| TEXTAUSZUG |
══════
Mit diesem Zuschauen und Wegschauen steht das Leben von zwei Millionen Menschen auf dem Spiel. Wir schaffen damit aber auch einen extrem gefährlichen Dammbruch: Wenn das live gestreamte Ausbomben und Aushungern dieser Menschen, davon die Hälfte Kinder, keinen Aufschrei mehr bewirkt, was dann? Wenn Bilder von Kindern, die in den Trümmern ihres einstigen Zuhauses nach ihren toten Familienmitglieder suchen, uns nicht mehr berühren, was dann? Dann ermuntern wir die Autokraten und ihre Handlanger von Amerika bis in die Türkei, von China bis El Salvador, von Russland bis Sudan dazu, ebenfalls auszutesten, was möglich ist. Ebenfalls in diesen verschobenen Grenzen ihre mörderische Agenda umzusetzen, ohne befürchten zu müssen, dafür zur Rechenschaft gezogen zu werden. Denn sie sehen ja: Die Welt dreht sich einfach weiter.

Aus dem Vietnamkrieg gibt es Bilder, die bis heute als Mahnmal dienen und in den USA dazu geführt haben, dass der Druck auf die Regierung, diesen Krieg endlich zu beenden, immer stärker gestiegen ist. Mit Blick auf Gaza ist dieser Druck bei den Verbündeten Israel sehr gering. In Israel selber gibt es immer wieder grosse Proteste, aber auch dort reicht der Druck bei Weitem nicht aus, tragen viel zu viele Menschen die Taten der Regierung Netanyahus mit.

Der Nahostkonflikt ist alt, verworren, von vielfältigen Interessen und Dynamiken beeinflusst und historisch, kulturell und wirtschaftlich stark mit der Geschichte und den Interessen vieler westlicher und arabischer Länder verzahnt.
══════
| AUFGELISTETE ZEILEN |

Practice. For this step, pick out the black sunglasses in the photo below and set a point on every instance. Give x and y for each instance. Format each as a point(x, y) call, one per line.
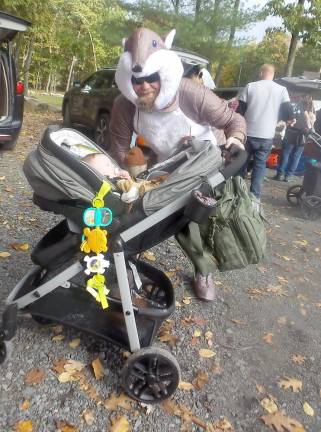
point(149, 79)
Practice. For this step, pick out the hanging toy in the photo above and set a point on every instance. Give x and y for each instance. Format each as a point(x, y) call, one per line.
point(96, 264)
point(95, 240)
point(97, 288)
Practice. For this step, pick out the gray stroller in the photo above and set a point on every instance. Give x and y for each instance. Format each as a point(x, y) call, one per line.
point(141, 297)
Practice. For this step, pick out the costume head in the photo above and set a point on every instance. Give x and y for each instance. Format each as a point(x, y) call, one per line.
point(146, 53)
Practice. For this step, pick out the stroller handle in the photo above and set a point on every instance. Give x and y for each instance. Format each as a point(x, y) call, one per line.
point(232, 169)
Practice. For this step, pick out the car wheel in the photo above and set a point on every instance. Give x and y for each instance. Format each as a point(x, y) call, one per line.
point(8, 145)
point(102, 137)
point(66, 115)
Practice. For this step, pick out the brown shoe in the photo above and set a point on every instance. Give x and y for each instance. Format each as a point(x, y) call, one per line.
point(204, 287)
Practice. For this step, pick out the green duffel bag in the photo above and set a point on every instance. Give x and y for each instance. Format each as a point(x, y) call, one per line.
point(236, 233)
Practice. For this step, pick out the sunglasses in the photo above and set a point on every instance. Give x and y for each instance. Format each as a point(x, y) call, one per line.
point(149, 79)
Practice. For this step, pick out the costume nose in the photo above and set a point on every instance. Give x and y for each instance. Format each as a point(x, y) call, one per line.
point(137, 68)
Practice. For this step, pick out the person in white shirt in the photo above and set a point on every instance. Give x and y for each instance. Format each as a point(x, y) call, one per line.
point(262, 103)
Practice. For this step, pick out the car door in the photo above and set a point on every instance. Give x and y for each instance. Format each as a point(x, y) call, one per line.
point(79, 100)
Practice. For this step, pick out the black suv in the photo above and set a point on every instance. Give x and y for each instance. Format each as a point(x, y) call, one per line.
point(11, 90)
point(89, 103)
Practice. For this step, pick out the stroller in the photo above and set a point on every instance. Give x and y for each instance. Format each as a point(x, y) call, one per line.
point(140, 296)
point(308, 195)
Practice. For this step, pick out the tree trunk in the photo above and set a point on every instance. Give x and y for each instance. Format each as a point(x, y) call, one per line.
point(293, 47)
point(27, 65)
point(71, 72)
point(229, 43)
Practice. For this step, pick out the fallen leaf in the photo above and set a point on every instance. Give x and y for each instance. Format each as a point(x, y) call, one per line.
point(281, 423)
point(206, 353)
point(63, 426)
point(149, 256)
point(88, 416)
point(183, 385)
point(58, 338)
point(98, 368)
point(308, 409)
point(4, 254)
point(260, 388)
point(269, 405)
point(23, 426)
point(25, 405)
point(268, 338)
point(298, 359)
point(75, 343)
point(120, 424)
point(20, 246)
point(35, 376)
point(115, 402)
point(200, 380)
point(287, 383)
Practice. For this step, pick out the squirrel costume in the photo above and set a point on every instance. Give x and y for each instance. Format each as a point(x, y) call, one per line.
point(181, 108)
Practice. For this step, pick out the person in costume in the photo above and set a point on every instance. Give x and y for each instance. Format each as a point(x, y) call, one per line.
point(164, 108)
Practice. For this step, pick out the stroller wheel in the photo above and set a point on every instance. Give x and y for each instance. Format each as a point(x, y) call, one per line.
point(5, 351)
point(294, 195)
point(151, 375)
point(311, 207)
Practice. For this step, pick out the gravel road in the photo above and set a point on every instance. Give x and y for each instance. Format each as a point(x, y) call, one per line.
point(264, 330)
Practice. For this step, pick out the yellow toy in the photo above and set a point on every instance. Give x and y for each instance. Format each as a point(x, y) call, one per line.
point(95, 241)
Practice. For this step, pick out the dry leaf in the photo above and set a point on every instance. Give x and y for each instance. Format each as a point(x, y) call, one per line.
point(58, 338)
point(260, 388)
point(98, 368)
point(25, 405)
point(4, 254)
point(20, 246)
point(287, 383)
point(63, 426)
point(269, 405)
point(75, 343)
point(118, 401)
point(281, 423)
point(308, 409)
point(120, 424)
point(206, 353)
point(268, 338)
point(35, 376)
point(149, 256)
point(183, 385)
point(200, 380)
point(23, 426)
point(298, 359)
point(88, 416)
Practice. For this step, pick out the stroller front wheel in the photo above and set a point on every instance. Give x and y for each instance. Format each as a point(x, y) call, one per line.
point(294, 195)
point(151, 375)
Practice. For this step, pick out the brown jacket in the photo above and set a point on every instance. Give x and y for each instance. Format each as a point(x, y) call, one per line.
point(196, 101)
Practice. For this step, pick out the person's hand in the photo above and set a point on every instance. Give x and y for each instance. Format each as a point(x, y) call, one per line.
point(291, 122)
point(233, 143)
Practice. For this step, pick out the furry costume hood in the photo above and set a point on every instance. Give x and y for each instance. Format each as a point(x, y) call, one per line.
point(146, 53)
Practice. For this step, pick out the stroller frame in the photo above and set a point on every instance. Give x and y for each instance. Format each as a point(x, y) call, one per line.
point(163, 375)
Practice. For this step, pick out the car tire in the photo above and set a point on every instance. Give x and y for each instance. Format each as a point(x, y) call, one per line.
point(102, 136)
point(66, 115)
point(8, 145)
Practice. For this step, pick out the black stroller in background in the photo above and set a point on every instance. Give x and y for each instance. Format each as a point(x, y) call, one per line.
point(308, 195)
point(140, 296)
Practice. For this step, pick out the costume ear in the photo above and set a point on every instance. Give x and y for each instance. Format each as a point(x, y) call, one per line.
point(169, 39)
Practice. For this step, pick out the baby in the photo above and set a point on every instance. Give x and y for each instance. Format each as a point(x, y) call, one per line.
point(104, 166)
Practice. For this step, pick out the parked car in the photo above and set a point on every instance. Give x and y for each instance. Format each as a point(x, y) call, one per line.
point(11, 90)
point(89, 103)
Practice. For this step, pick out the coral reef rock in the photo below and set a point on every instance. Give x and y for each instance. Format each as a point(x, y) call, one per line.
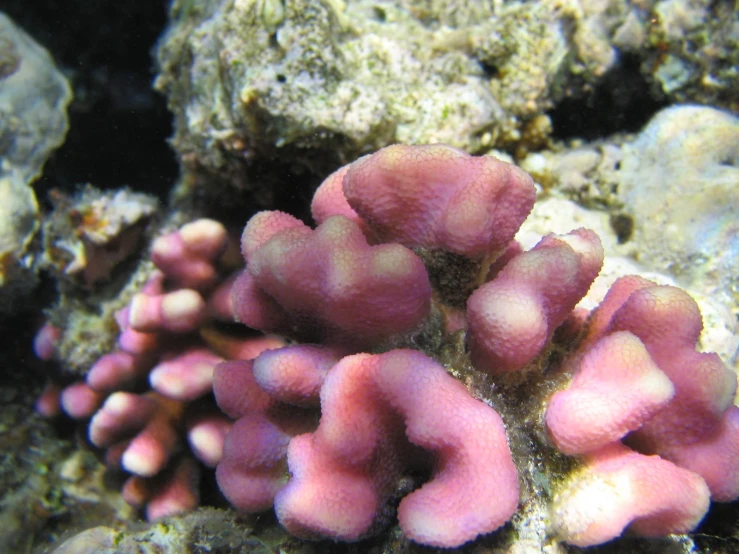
══════
| AUFGABE 1 |
Was haben die Bilder aus dem Vietnamkrieg laut dem Textauszug in den USA bewirkt?
| AUFGABE 2 |
Führen Sie den Textauszug über Gaza und den Nahostkonflikt nach seinem letzten Satz weiter.
Die Zeilen stehen in keinem Zusammenhang mit dem Textauszug.

| ANTWORT 1 |
Sie haben dazu geführt, dass der Druck auf die Regierung, diesen Krieg endlich zu beenden, immer stärker gestiegen ist.

| ANTWORT 2 |
Aber er ist nicht kompliziert mit Blick auf Völkerrecht und Menschenrechte. Das Völkerrecht hat Regeln aufgestellt, an die sich die Staatengemeinschaft zu halten hat. Das humanitäre Völkerrecht und die Menschenrechte haben einen Massstab festgelegt, um auch in einem Konflikt die Würde des Einzelnen zu schützen und die grundlegensten Werte der Humanität zu wahren. Die Verpflichtungen aus dem humanitären Völkerrecht und der Menschenrechte gelten dabei für alle beteiligten Akteure, für die Hamas wie auch die Regierung Netanyahu. Und das Nichteinhalten der einen Seite ist keine Entschuldigung, dass sich die andere Seite auch nicht dran hält. In vielen Fällen ist es sehr wohl möglich festzustellen, wer welche Verletzung begangen hat bzw. begeht, sowohl auf palästinensischer wie auch israelischer Seite. Das galt für die Kriege und Ereignisse vor dem 07. Oktober 2023, dem Überfall vom 07. Oktober selber wie auch allem, was seither folgte.

Das System des Völkerrechts, des humanitären Völkerrechts und der Menschenrechte wäre der nach wie vor geltende Massstab dafür. Doch gleichzeitig wie das System erodiert, weil wir Zuschauen und Wegschauen, wird es von Autokraten wie Trump, Putin, Xi Jinping, Orban, Netanyahu, der Hamasführung und vielen Weiteren angegriffen. Umso mehr sind wir darauf angewiesen, dass wir es umso entschiedener verteidigen.

Im Fall von Gaza nicht, weil wir „propalästinensisch“ sind. Sondern weil wir pro Menschen- und Völkerrecht, weil wir anti ethnischer Säuberungen (das Thema Genozid überlasse ich Juristinnen und Juristen). Und weil die Verteidigung von Menschen- und Völkerrecht direkt verbunden ist mit der Verteidigung unserer Demokratien gegen Autokraten und Faschistinnen.